■ **What the exercise asks**:
Copy each of the following rows word for word, with nothing changed.

━━ Task data ━━

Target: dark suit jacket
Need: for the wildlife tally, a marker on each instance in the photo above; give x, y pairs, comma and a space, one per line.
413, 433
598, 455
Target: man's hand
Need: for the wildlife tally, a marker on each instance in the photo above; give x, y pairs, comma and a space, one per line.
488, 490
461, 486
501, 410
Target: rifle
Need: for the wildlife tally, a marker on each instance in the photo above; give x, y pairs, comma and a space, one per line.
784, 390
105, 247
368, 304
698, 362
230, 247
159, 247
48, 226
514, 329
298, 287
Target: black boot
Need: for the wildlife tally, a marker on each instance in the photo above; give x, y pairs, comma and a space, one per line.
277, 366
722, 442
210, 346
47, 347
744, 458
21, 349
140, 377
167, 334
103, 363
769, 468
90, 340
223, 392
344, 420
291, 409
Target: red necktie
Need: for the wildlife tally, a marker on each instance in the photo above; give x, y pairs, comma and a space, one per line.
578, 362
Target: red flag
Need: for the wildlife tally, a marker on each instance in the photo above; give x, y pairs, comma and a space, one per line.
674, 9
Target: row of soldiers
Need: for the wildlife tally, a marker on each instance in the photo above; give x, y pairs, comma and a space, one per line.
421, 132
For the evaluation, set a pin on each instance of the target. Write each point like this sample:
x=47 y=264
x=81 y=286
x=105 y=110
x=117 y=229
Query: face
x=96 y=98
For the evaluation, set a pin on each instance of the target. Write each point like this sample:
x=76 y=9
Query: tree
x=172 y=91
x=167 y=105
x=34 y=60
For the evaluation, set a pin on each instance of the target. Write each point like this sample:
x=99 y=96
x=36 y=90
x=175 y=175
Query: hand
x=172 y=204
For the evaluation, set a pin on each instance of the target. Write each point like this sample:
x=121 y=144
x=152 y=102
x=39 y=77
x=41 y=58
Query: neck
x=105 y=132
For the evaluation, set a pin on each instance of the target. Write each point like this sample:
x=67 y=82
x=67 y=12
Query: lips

━━━

■ **Written answer**:
Target: dark suit jacket
Need: for the wildlife tally, a marker on each instance in the photo above; give x, y pairs, comma and a space, one per line.
413, 433
598, 455
Target: man's hand
Need: for the wildlife tally, a marker on each instance in the photo above; give x, y pairs, comma and a space, one per line.
488, 490
461, 486
501, 410
Target: rifle
Need: for the wildlife tally, a marker on each instance in the photo above; give x, y pairs, comma and a space, one per line.
784, 390
105, 247
368, 304
698, 362
230, 247
159, 247
48, 226
514, 329
298, 287
Target: black boot
Need: for the wildlife tally, a marker on each instance in the photo above; give x, y pairs, comma and a space, one per line.
277, 366
722, 442
210, 346
47, 347
744, 458
21, 349
140, 377
167, 334
103, 363
769, 468
90, 340
223, 392
344, 420
291, 409
Target: red necktie
Need: for the wildlife tally, a marker on each instance in the photo above; give x, y pairs, comma and a space, one per line.
578, 362
Target: red flag
Need: for the wildlife tally, a marker on each instance in the photo above; give x, y pairs, comma and a space, one per line.
674, 9
Target: row of soldiers
Need: for the wildlife tally, a marker on each instance in the photo above; give x, y pairs, comma and a space, one per line.
421, 132
For the evaluation, set a pin on each instance of the target. Write each point like this sample:
x=47 y=264
x=81 y=286
x=105 y=110
x=117 y=229
Query: face
x=96 y=98
For the evaluation, set a pin on each instance of the target. Write each point like this sample:
x=76 y=9
Query: tree
x=172 y=91
x=167 y=105
x=34 y=60
For the evaluation, set a pin on each instance of the target. Write each point like this sample:
x=99 y=96
x=36 y=90
x=175 y=175
Query: hand
x=172 y=204
For the evaluation, set a pin on each instance of the target. Write each point like this sample:
x=121 y=144
x=152 y=102
x=39 y=77
x=41 y=58
Query: neck
x=105 y=132
For the evaluation, set a pin on each instance of the target. Write each point like this sample:
x=67 y=82
x=67 y=12
Query: lips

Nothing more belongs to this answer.